━━━ Record set ━━━

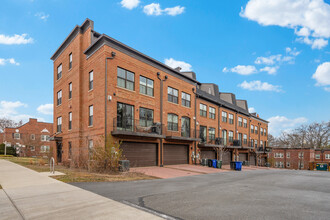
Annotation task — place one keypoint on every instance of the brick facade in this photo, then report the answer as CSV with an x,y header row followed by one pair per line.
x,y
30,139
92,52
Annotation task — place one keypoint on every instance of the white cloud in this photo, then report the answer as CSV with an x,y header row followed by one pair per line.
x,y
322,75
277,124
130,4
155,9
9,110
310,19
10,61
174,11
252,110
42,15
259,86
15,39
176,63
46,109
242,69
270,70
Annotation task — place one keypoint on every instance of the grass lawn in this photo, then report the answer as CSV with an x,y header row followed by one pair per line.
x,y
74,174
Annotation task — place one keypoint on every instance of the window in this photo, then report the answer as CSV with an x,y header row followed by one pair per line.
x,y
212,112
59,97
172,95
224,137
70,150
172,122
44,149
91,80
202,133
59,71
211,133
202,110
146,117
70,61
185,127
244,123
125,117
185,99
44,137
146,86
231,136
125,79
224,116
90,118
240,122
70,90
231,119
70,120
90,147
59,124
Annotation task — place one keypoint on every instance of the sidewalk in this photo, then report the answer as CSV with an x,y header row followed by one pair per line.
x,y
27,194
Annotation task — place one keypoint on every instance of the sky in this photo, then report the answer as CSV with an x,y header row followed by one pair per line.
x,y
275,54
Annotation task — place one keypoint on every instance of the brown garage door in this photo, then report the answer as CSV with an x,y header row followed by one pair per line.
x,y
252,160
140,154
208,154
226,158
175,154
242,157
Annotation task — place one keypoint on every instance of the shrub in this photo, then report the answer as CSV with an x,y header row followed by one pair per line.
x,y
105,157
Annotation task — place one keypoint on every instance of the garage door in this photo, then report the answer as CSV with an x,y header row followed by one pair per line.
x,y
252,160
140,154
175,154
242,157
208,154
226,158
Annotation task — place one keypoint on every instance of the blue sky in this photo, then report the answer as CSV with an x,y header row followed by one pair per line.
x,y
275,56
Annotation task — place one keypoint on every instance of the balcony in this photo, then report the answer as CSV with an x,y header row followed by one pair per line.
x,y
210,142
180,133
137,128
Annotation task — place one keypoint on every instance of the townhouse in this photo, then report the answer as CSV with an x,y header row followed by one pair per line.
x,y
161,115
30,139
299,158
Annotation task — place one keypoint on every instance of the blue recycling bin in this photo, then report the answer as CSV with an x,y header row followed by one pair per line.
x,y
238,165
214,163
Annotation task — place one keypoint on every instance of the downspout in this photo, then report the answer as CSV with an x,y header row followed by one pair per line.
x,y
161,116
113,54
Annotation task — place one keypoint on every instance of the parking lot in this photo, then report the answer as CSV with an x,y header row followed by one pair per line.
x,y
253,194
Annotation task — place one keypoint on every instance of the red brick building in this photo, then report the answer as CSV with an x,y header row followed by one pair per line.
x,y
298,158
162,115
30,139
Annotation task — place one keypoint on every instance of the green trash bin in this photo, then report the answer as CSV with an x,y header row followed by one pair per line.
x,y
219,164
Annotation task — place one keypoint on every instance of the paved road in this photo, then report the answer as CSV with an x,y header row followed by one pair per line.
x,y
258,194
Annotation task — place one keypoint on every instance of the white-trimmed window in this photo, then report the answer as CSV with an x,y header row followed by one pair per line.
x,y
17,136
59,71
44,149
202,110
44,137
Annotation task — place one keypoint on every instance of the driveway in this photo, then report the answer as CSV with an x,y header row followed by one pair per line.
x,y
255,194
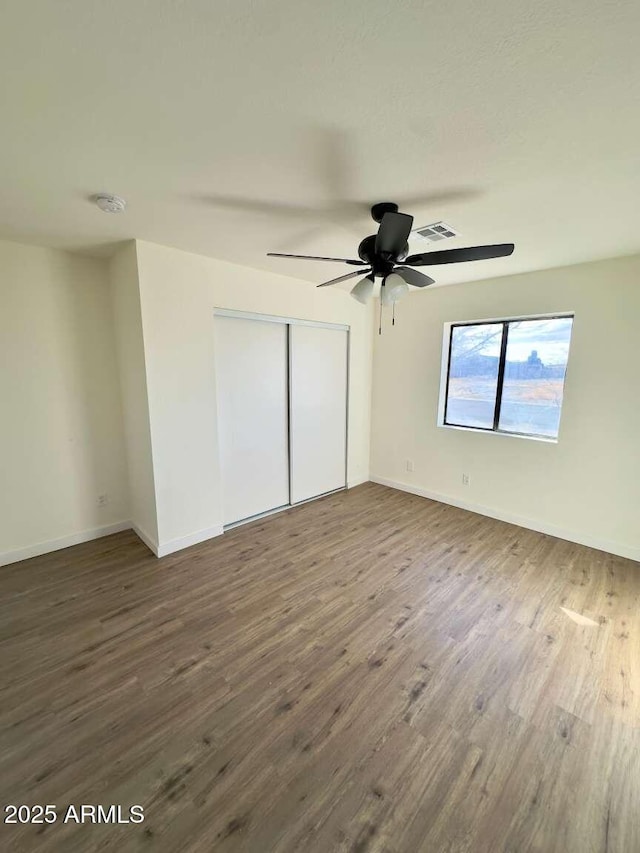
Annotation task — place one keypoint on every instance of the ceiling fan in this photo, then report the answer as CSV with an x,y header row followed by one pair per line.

━━━
━━━ Record set ━━━

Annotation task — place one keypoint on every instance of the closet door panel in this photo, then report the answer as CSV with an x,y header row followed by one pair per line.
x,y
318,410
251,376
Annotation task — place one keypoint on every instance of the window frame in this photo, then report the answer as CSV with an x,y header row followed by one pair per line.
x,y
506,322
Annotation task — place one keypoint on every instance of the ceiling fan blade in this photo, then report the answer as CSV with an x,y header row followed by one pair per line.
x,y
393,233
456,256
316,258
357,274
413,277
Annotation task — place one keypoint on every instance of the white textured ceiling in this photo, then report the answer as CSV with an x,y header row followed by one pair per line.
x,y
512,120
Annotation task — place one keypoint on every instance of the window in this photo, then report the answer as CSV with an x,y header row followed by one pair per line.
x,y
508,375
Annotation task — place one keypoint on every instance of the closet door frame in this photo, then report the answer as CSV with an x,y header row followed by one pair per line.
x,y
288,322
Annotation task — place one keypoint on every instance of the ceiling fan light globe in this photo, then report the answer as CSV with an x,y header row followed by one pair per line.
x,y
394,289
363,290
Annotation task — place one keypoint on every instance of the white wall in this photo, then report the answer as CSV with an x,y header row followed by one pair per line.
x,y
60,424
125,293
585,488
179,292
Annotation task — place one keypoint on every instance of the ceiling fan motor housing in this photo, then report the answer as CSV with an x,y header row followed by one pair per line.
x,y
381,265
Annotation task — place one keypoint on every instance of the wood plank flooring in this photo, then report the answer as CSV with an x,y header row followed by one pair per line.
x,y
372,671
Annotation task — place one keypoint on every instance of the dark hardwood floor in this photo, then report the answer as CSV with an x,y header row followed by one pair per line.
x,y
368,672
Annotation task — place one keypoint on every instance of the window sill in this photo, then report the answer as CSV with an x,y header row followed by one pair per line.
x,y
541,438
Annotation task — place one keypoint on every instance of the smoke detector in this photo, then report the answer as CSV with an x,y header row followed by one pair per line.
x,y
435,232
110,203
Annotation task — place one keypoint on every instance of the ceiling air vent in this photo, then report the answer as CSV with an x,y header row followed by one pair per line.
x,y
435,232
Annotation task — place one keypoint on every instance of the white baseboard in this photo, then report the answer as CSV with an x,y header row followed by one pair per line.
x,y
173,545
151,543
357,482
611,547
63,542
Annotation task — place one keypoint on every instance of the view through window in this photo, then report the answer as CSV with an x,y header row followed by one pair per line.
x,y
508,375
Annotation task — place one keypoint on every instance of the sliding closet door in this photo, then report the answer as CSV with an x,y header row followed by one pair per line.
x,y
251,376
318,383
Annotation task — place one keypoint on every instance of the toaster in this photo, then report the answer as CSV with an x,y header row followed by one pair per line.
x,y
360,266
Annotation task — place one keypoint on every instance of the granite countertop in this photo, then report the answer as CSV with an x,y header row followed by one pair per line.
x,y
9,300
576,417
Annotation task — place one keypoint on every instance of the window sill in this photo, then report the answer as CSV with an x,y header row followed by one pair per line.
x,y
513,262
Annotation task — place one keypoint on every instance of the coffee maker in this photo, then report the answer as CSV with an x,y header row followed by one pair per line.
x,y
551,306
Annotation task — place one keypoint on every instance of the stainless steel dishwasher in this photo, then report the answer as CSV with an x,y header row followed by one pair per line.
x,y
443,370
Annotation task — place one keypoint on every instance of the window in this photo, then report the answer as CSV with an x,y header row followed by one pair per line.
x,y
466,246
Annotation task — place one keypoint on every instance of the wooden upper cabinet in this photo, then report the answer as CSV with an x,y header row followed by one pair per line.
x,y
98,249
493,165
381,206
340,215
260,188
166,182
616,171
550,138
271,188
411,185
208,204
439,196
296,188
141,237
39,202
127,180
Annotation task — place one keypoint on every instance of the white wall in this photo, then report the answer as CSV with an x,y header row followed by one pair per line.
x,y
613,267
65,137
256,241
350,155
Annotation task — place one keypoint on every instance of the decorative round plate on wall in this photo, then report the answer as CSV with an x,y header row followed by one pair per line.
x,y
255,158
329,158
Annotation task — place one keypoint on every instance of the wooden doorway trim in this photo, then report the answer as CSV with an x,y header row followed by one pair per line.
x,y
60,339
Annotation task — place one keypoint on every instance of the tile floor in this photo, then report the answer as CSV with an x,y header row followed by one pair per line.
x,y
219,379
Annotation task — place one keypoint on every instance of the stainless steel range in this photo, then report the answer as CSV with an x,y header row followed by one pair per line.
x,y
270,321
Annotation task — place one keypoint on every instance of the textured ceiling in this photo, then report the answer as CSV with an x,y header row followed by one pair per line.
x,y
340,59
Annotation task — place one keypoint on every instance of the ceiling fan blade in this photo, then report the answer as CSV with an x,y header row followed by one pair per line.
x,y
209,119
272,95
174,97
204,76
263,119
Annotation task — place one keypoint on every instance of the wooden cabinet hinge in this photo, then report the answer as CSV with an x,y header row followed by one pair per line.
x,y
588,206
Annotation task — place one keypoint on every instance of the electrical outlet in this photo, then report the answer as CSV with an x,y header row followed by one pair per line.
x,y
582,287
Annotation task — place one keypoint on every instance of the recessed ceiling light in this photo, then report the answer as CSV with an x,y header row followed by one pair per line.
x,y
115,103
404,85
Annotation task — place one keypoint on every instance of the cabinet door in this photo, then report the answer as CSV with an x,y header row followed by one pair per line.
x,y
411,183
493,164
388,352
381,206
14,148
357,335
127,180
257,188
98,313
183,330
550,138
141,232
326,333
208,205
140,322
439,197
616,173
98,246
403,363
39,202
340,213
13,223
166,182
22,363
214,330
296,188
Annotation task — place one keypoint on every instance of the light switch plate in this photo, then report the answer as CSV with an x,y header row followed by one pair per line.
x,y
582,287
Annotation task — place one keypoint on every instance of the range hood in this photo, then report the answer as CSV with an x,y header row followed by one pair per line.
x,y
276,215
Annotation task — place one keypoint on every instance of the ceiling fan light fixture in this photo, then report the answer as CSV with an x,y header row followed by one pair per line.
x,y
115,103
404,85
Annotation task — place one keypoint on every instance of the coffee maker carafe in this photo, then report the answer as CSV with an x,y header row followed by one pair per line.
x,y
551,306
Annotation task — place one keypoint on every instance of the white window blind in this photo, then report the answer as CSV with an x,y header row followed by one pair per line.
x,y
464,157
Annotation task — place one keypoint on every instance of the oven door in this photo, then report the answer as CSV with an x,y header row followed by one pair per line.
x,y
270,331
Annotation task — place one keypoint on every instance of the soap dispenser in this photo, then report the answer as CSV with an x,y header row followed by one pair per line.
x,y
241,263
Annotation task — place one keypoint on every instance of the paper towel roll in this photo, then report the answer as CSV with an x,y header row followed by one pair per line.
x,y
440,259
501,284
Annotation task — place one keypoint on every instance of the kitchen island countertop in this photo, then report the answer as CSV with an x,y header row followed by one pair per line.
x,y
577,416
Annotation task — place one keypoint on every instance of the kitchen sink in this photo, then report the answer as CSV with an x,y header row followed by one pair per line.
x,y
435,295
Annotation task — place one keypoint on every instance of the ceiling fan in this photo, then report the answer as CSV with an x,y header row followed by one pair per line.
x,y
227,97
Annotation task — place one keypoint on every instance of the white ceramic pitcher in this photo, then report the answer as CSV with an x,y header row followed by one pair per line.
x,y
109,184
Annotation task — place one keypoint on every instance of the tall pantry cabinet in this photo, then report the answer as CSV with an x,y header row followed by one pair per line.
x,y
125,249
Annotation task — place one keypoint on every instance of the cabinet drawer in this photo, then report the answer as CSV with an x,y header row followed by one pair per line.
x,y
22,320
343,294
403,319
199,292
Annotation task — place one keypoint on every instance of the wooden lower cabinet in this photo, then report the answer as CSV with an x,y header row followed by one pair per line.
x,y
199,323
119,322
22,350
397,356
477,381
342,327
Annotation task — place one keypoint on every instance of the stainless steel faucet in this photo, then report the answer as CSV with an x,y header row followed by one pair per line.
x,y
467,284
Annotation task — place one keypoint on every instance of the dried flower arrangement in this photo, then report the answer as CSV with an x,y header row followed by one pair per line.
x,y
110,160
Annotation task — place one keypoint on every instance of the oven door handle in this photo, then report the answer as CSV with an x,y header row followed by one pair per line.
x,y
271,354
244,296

━━━
━━━ Record set ━━━

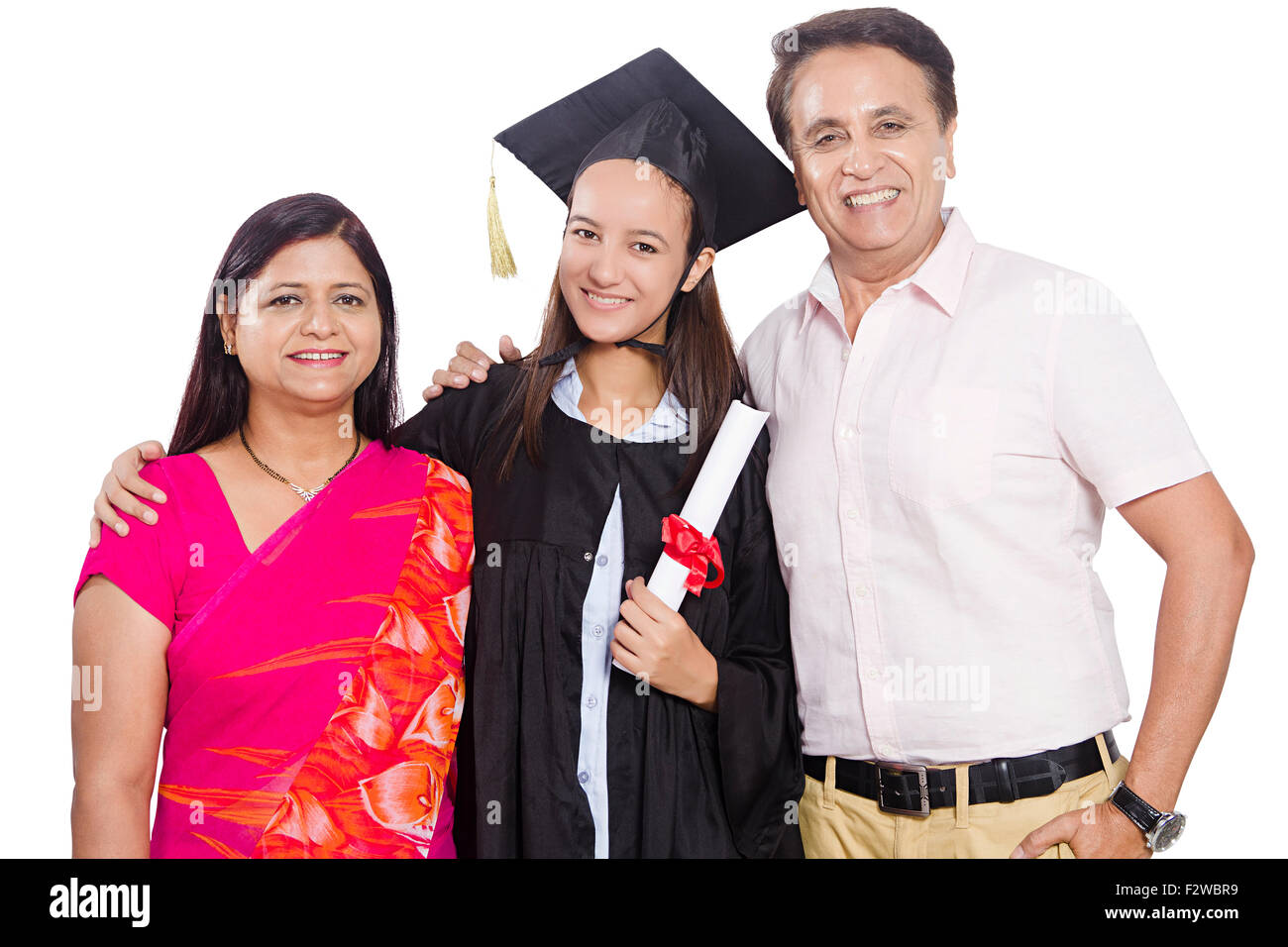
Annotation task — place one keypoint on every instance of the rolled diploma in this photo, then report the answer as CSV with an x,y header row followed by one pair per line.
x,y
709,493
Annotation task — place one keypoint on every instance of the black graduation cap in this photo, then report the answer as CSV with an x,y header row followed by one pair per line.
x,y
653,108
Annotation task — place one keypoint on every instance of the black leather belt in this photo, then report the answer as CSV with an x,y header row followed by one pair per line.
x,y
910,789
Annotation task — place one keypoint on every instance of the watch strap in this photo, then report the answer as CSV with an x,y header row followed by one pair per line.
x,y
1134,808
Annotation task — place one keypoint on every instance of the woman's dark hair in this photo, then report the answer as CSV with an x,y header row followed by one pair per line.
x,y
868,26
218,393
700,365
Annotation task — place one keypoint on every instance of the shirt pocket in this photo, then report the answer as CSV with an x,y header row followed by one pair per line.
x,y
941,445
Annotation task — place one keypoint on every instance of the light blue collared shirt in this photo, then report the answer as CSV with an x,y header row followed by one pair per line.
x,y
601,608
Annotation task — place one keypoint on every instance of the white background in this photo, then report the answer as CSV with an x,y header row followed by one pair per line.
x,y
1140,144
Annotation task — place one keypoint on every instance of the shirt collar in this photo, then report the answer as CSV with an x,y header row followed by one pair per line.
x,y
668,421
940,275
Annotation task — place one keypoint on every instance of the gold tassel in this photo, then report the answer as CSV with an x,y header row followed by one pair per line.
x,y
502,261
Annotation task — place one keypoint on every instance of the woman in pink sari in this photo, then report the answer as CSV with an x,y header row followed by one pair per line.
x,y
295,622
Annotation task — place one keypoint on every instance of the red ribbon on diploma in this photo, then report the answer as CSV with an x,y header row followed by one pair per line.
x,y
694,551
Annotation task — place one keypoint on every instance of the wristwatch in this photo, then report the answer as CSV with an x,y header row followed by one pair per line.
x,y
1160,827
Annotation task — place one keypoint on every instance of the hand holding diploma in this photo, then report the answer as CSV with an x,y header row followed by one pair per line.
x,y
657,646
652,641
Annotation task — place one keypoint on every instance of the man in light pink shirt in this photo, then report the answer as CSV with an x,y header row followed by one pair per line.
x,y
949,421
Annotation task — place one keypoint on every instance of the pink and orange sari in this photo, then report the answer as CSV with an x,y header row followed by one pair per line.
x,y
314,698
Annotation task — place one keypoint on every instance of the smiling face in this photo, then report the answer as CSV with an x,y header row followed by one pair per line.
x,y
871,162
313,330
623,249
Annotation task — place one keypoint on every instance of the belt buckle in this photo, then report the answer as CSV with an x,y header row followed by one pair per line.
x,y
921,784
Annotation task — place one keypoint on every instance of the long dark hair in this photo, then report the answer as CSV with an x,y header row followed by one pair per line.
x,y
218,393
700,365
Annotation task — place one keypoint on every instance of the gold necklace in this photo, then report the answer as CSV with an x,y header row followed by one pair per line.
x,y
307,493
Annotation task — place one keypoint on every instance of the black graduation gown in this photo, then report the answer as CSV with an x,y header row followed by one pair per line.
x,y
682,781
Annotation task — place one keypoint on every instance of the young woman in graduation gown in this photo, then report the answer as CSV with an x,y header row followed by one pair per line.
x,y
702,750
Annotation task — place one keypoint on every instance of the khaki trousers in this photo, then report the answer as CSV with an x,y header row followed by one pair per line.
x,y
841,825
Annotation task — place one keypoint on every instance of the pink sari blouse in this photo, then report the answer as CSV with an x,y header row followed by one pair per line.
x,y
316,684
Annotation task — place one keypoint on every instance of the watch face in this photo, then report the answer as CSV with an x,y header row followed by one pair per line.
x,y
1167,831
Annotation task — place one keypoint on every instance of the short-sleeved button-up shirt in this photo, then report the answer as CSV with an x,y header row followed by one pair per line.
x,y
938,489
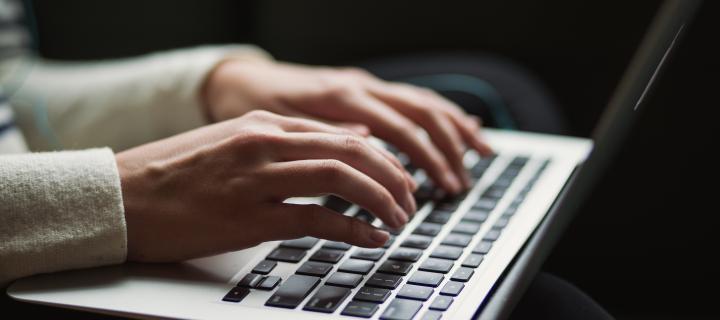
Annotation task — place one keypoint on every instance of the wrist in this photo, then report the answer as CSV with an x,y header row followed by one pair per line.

━━━

▶ What is expected
Pull out every line above that contains the string "dishwasher", treating uppercase and lowercase as different, and copy each one out in full.

▶ The output
Annotation task — place one keypoint on every instance of the stainless steel dishwasher in this photo, then report the answer as CSV with an x,y header row followed by one pair per line.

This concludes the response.